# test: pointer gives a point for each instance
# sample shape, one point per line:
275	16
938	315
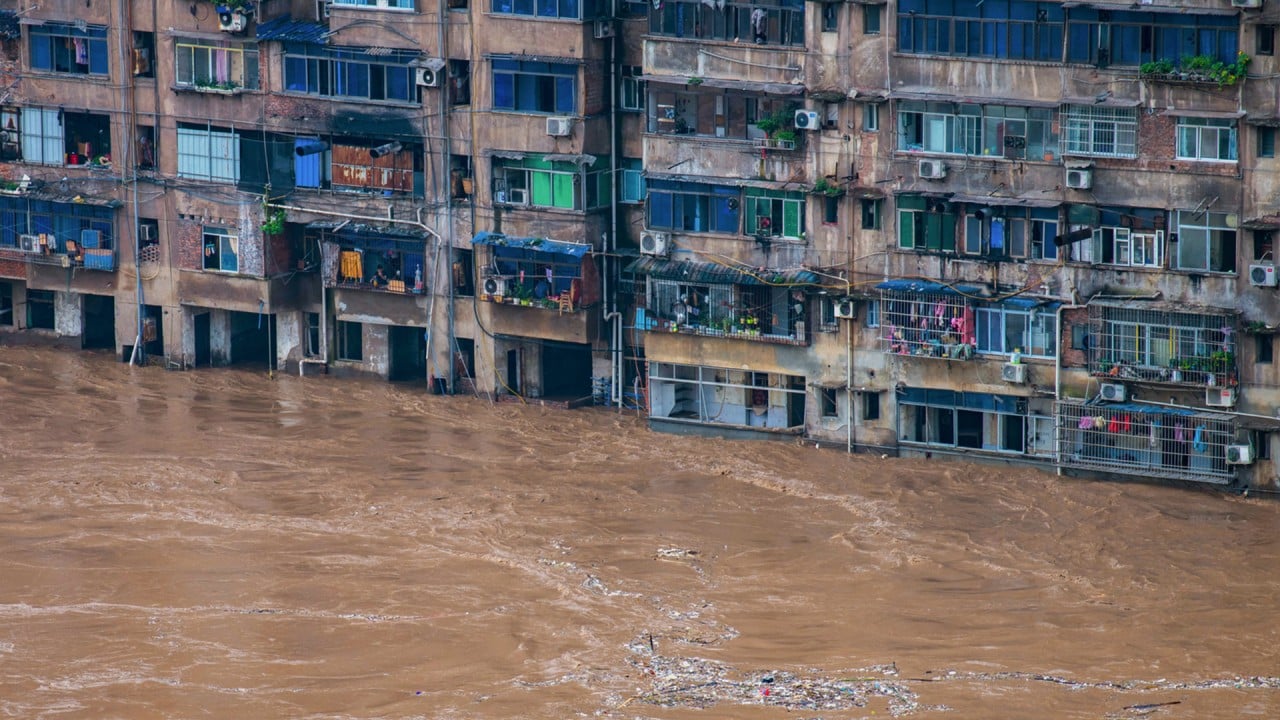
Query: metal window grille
926	324
1106	132
1161	345
1147	442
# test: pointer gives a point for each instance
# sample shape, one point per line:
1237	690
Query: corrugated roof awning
767	87
1198	113
933	96
693	270
995	200
531	244
570	158
1109	101
287	28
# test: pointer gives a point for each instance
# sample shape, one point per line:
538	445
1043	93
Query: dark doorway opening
566	370
406	354
99	329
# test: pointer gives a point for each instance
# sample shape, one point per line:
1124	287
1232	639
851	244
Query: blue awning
288	28
533	244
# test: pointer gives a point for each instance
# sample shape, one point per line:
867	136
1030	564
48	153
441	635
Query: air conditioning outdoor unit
1220	396
1112	392
1014	373
560	127
494	286
1262	276
1079	178
231	21
1239	455
656	244
808	119
933	169
603	28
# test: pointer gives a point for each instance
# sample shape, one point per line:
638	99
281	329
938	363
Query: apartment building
1032	232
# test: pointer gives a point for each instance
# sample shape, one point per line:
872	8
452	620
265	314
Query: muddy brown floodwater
224	545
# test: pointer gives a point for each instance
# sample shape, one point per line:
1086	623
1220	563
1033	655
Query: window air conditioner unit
560	127
1262	276
933	169
1079	178
656	244
808	119
494	286
1014	373
1112	392
426	77
1220	396
1239	455
231	21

__________________________________________________

WHAT YOU NEED TO DO:
Transcribe every line from the records above without alteration, and leave out the images.

EXPECTED ANSWER:
# test: pointer gives a point for each instance
# sample shape, one point per line:
275	16
938	315
Query: metal window grille
926	324
1106	132
1161	345
1147	442
# test: pointer gives a point for each instance
# sample shape, one point per line:
1237	690
Query: corrugated roof awning
767	87
1198	113
933	96
693	270
995	200
531	244
570	158
1109	101
287	28
# test: pointer gives a point for each instance
# sample shape, one point per line:
538	445
1043	93
Query: dark doorway opening
566	370
406	354
99	329
# test: pointer gives a point for each instance
# sample shape, one point per line:
1124	287
1232	639
851	244
Query: blue awning
288	28
533	244
# test: pointer gives a point for each instance
# sample shape, one point per line:
867	136
1030	564
48	153
441	635
Query: air conditioning outdoor unit
1220	396
1112	392
1014	373
560	127
494	286
1262	276
1079	178
231	21
1239	455
656	244
808	119
933	169
603	28
# test: pointer gives a point for each instance
# sample shape, one point per line:
638	99
281	329
938	363
Query: apartment building
1032	232
# test: pointer gives a point for each instance
# sample shape, one point per line:
872	8
452	620
265	314
Query: muddy brown floodwater
224	545
# test: pointer gives a point for each instance
# sample shape, one point per line:
1086	623
1220	563
1033	655
Query: window air conditioner unit
560	127
1262	276
933	169
1079	178
656	244
808	119
494	286
1014	373
1112	392
426	77
1220	396
1239	455
231	21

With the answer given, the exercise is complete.